## AIM OF THE EXERCISE
Reproduce every one of the records below, word for word and line for line.
◇ ◇ ◇ ◇ ◇
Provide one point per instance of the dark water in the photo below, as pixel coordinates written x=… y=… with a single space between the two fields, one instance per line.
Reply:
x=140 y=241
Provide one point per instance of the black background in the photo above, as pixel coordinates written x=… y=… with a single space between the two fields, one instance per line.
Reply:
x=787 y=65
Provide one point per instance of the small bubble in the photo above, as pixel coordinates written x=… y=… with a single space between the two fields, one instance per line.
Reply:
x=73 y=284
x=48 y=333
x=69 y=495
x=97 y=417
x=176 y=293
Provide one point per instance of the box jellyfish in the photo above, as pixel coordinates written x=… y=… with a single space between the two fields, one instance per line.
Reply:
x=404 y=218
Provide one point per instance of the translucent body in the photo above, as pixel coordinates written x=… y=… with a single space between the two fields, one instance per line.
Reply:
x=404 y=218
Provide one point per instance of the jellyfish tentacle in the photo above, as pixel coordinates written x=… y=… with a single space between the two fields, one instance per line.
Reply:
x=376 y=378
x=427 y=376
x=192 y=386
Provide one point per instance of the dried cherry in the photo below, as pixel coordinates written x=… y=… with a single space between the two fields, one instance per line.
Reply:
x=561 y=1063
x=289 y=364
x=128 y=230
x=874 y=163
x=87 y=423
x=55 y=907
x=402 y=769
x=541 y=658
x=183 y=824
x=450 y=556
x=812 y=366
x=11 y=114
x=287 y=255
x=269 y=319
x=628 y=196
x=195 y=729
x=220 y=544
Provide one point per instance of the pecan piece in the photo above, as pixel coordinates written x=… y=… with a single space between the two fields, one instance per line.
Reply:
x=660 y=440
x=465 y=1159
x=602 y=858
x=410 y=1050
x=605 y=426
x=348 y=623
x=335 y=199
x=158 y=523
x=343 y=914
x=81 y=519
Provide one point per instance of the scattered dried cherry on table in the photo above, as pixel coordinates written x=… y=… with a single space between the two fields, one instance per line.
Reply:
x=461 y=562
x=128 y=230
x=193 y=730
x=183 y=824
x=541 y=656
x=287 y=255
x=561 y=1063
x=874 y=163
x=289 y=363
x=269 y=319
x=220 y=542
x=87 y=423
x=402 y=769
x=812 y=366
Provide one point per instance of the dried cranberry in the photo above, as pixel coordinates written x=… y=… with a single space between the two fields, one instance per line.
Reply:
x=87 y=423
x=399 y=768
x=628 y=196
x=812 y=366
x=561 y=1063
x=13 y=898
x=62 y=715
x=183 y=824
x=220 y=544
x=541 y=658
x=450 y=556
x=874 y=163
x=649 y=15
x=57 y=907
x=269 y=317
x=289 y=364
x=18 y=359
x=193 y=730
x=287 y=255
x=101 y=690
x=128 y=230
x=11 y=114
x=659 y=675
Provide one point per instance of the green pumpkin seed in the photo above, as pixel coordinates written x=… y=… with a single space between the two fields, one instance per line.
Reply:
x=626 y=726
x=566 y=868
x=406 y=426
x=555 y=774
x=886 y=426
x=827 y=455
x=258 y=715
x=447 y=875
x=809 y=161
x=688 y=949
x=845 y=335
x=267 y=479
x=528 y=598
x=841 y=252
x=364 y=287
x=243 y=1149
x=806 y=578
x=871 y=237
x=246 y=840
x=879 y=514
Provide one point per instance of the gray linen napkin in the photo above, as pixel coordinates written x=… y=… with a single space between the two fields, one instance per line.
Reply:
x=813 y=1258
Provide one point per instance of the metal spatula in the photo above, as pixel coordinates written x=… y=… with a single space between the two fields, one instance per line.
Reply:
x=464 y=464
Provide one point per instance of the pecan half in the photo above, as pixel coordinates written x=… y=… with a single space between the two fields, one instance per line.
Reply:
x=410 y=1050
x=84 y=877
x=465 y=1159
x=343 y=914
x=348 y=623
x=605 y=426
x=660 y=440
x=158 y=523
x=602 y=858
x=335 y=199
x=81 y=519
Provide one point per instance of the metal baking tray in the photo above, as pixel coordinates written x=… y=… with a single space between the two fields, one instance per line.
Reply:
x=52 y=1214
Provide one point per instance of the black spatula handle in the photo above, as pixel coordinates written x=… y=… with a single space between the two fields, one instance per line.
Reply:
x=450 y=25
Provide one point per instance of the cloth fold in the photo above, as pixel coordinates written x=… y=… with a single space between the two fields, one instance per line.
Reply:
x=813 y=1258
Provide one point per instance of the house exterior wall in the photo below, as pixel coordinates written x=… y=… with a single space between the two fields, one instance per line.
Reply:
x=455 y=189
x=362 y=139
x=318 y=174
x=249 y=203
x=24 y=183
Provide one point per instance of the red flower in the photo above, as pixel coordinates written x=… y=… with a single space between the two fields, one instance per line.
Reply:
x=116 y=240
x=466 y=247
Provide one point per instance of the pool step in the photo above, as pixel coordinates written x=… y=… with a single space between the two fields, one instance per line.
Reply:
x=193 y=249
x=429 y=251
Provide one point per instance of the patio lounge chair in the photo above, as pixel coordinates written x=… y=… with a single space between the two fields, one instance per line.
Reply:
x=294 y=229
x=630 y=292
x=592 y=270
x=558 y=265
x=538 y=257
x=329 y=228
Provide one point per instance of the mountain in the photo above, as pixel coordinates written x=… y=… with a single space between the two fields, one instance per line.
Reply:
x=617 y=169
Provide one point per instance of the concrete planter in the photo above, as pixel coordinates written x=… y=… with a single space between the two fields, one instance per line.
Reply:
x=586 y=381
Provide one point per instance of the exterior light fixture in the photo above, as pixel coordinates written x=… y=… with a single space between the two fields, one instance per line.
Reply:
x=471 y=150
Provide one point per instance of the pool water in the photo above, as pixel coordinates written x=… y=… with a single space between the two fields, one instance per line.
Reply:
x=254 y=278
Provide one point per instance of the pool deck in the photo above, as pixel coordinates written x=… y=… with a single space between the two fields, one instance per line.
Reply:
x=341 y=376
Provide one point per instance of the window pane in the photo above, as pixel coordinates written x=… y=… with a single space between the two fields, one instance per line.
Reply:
◇ ◇ ◇ ◇ ◇
## SOLUTION FOR THIS EXERCISE
Provide one point per instance of the dark water in the photo below, as pixel coordinates written x=… y=… with a single space between the two fields, one instance per line.
Reply:
x=140 y=241
Provide one point per instance of the black background in the photo above, as pixel coordinates written x=… y=… with a single space between the two fields, one instance per line.
Reply:
x=787 y=65
Provide one point per instance of the small bubble in the photo above, as pixel coordinates written x=… y=… with a single space between the two fields, one instance per line.
Reply:
x=73 y=284
x=48 y=333
x=69 y=495
x=97 y=417
x=176 y=293
Provide one point per instance of the box jellyfish in the photo above, as pixel coordinates written x=… y=… with a single space between the two fields, one instance per line.
Reply:
x=404 y=218
Provide one point per instance of the translucent body in the photo above, as pixel coordinates written x=… y=… with a single space between the two fields, one instance per line.
Reply:
x=404 y=218
Provide one point per instance of the jellyfish tentacle in the photo above, as pixel coordinates written x=… y=… with a single space between the two fields, one instance per line.
Reply:
x=376 y=378
x=427 y=376
x=192 y=386
Provide one point per instance of the dried cherry in the photo below, as pixel coordinates written x=… y=… with a single space between the two fields, one instance per line.
Reply:
x=561 y=1063
x=289 y=364
x=128 y=230
x=874 y=163
x=87 y=423
x=55 y=907
x=402 y=769
x=541 y=658
x=183 y=824
x=450 y=556
x=812 y=366
x=11 y=114
x=287 y=255
x=269 y=319
x=628 y=196
x=195 y=729
x=220 y=544
Provide one point per instance of the pecan piece in the photo above, as pixel coordinates written x=… y=… with a single space between the two fields, one instance per line.
Reply:
x=660 y=440
x=465 y=1159
x=602 y=858
x=410 y=1050
x=605 y=426
x=348 y=623
x=335 y=199
x=158 y=523
x=343 y=914
x=81 y=519
Provide one point per instance of the scattered dried cherry on table in the photo above, as pixel coordinates written x=… y=… with a single space between the two fields, one instance per line.
Reply:
x=461 y=562
x=128 y=230
x=193 y=730
x=183 y=824
x=541 y=656
x=287 y=255
x=561 y=1063
x=874 y=163
x=289 y=363
x=269 y=319
x=220 y=542
x=87 y=423
x=402 y=769
x=812 y=366
Provide one point per instance of the dried cranberry in the photo above, as pixel coordinates written x=… y=… with a single space between the two fields, one instance per line.
Reply:
x=87 y=423
x=399 y=768
x=628 y=196
x=812 y=366
x=561 y=1063
x=13 y=898
x=62 y=715
x=183 y=824
x=220 y=544
x=541 y=658
x=450 y=556
x=874 y=163
x=649 y=15
x=57 y=907
x=269 y=317
x=289 y=364
x=18 y=359
x=193 y=730
x=287 y=255
x=101 y=690
x=128 y=230
x=11 y=114
x=659 y=675
Provide one point per instance of the green pumpkin seed in the photo above, as pixel coordinates written x=… y=… with a single space between the two fields, one instance per line.
Reply:
x=626 y=726
x=566 y=868
x=406 y=426
x=555 y=774
x=886 y=426
x=827 y=455
x=258 y=715
x=447 y=875
x=809 y=161
x=688 y=949
x=845 y=335
x=267 y=479
x=528 y=598
x=841 y=252
x=364 y=287
x=243 y=1149
x=806 y=578
x=871 y=237
x=246 y=840
x=879 y=514
Provide one point per instance of the gray linen napkin in the photo above, as pixel coordinates written x=… y=… with a single space between the two fields, one instance per line.
Reply:
x=813 y=1258
Provide one point per instance of the metal spatula in the photo above, as pixel coordinates written x=… y=… with a single space between the two fields, one instance per line.
Reply:
x=464 y=464
Provide one point per instance of the pecan half in the photo above, as pixel coordinates written x=… y=… with a single space between the two fields, one instance per line.
Reply:
x=410 y=1050
x=84 y=877
x=465 y=1159
x=343 y=914
x=348 y=623
x=605 y=426
x=660 y=440
x=158 y=523
x=602 y=858
x=335 y=199
x=81 y=519
Provide one point per instance of the metal baking tray in the photo above, as pixel coordinates written x=… y=… with a single space between the two fields, one instance per line.
Reply:
x=52 y=1214
Provide one point per instance of the black spatula handle in the photo above, as pixel coordinates written x=… y=… with a single space between the two fields, one instance per line.
Reply:
x=450 y=25
Provide one point per instance of the cloth fold in the photo above, as pixel coordinates written x=… y=… with a single space between the two fields, one instance per line.
Reply:
x=813 y=1258
Provide one point per instance of the house exterior wall in the photo below, as pixel coordinates written x=… y=… with a single space between the two fields, one instance per line.
Reply:
x=455 y=189
x=362 y=139
x=318 y=174
x=249 y=203
x=24 y=183
Provide one point per instance of the red flower in the photo above, as pixel coordinates written x=… y=… with a single space between the two fields, one instance per line.
Reply:
x=116 y=240
x=466 y=247
Provide one point per instance of the pool step in the photo above, as pixel coordinates written x=… y=… with a single space between the two fields, one instance per line.
Reply:
x=193 y=249
x=429 y=251
Provide one point per instance of the patio lounge chair in the photo above, as pixel coordinates written x=… y=… with a single space between the two fields, one instance per line.
Reply:
x=294 y=229
x=630 y=292
x=592 y=270
x=558 y=265
x=538 y=257
x=329 y=228
Provide one point per instance of the mountain in the photo above, as pixel coordinates written x=… y=… with a single space between the two fields, one instance per line.
Reply:
x=617 y=169
Provide one point per instance of the concrete planter in the photo above, as pixel coordinates written x=… y=… with a single space between the two fields, one instance per line.
Reply:
x=586 y=381
Provide one point per instance of the exterior light fixture in the photo above, as pixel coordinates written x=… y=… with a single space between the two fields, one instance per line.
Reply:
x=471 y=150
Provide one point per instance of the pool water in the photo above, as pixel coordinates written x=… y=… with a single space between the two fields, one instance per line.
Reply:
x=254 y=278
Provide one point per instance of the pool deck in the photo above, as pixel coordinates written x=… y=… with a single space between the two fields, one instance per line.
Reply:
x=341 y=376
Provide one point per instance of the window pane in the photo above, as pixel coordinates written x=… y=… with a single space between the two fields, one instance per line.
Reply:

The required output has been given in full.